Excerpts of pointing data:
----
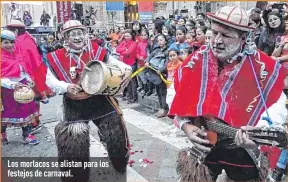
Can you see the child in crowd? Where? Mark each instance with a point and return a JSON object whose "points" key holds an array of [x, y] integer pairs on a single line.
{"points": [[174, 61], [191, 37], [142, 51], [114, 45], [208, 36], [186, 52], [180, 39]]}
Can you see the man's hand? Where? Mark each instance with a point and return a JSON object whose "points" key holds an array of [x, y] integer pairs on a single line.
{"points": [[18, 86], [193, 133], [127, 77], [241, 138], [73, 89]]}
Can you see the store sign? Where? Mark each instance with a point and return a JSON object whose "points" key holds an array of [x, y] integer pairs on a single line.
{"points": [[145, 10], [114, 6], [63, 11]]}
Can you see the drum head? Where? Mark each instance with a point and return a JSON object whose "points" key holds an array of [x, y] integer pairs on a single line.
{"points": [[92, 81]]}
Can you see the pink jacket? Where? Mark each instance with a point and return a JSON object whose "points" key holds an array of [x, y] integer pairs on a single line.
{"points": [[142, 51], [26, 46], [127, 51]]}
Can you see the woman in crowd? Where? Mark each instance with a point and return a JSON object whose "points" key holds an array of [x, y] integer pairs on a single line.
{"points": [[15, 74], [200, 35], [168, 31], [128, 51], [44, 51], [180, 39], [27, 18], [181, 21], [158, 60], [191, 37], [136, 31], [142, 52], [275, 27]]}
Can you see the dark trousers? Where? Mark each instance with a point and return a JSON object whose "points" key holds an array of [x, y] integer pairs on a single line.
{"points": [[26, 130], [132, 89], [161, 90], [132, 86], [237, 164]]}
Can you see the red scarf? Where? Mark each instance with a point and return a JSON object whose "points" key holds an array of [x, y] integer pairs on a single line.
{"points": [[10, 65], [231, 96]]}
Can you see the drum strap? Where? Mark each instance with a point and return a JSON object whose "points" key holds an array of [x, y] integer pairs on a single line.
{"points": [[115, 105]]}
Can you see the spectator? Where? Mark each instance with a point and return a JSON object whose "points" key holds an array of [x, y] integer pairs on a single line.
{"points": [[142, 52], [127, 50], [168, 31], [180, 39], [44, 20], [136, 30], [275, 27], [158, 60], [27, 18], [14, 74]]}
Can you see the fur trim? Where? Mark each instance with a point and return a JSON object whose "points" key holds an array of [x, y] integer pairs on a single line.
{"points": [[190, 170]]}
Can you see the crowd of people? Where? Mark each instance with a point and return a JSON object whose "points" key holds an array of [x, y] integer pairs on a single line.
{"points": [[161, 54]]}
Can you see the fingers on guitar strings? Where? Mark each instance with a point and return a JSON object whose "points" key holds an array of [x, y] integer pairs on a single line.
{"points": [[201, 147]]}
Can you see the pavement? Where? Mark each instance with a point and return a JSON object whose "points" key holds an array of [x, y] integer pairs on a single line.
{"points": [[150, 137]]}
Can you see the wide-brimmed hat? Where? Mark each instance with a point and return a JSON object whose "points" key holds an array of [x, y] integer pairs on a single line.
{"points": [[232, 16], [16, 23], [7, 34], [70, 25]]}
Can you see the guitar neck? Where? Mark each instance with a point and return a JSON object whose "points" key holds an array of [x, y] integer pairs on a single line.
{"points": [[221, 128]]}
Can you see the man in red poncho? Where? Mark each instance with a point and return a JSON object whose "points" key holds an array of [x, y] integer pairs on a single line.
{"points": [[79, 107], [219, 83], [26, 46]]}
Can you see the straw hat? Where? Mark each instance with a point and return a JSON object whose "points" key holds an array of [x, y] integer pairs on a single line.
{"points": [[232, 16], [70, 25], [7, 34], [16, 23]]}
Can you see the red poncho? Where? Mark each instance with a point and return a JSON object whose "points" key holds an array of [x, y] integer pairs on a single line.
{"points": [[233, 95]]}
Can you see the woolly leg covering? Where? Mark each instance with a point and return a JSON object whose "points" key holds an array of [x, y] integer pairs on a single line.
{"points": [[189, 169], [73, 144], [113, 134]]}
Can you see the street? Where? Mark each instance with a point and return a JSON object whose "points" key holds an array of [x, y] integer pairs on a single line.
{"points": [[149, 136]]}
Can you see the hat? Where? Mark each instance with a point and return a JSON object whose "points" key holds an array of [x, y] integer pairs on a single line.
{"points": [[16, 23], [232, 16], [70, 25], [7, 34]]}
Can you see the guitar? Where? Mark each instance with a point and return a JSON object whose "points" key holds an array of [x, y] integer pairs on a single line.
{"points": [[270, 136]]}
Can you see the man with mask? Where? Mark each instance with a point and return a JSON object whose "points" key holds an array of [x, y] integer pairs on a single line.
{"points": [[255, 21], [72, 134], [231, 78]]}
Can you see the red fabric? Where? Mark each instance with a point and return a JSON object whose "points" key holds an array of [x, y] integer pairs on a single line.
{"points": [[65, 61], [240, 95], [273, 154], [127, 51], [137, 39], [25, 46], [10, 65], [142, 51]]}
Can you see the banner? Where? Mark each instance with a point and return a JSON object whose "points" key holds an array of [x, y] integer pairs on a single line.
{"points": [[63, 11], [145, 10], [114, 6], [145, 6]]}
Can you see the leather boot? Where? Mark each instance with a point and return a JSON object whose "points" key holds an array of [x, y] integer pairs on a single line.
{"points": [[145, 90]]}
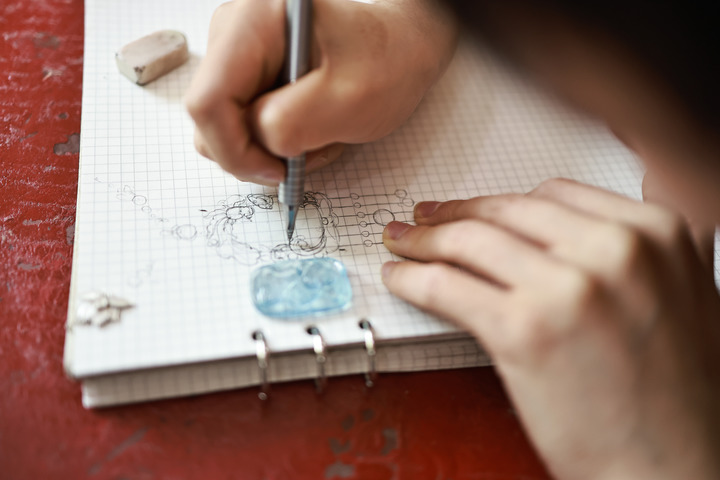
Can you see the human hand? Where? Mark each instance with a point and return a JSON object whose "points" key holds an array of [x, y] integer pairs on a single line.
{"points": [[373, 62], [600, 316]]}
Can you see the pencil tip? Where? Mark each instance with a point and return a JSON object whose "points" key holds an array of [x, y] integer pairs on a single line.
{"points": [[292, 214]]}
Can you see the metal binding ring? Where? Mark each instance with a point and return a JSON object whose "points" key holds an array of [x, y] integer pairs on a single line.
{"points": [[371, 373], [320, 357], [263, 354]]}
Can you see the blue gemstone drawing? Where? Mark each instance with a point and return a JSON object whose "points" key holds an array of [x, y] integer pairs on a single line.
{"points": [[302, 287]]}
----
• SET EXERCISE:
Quote, word for word, the stretch of the listing from the line that contains "Can you see the metal" through the end of the listing.

• WRITTEN ANSWER:
Can you see the metal binding ring? Where? Mark each instance with a point and return a JSON object whose "points" key holds an array of [x, y] integer pairs on a single line.
{"points": [[371, 373], [320, 357], [263, 354]]}
Can you see the blue gemstone drawing? Where? Mark each instance with a point and return a JSON object whose "points" key holds an array of [x, y] integer pairs on a single line.
{"points": [[302, 287]]}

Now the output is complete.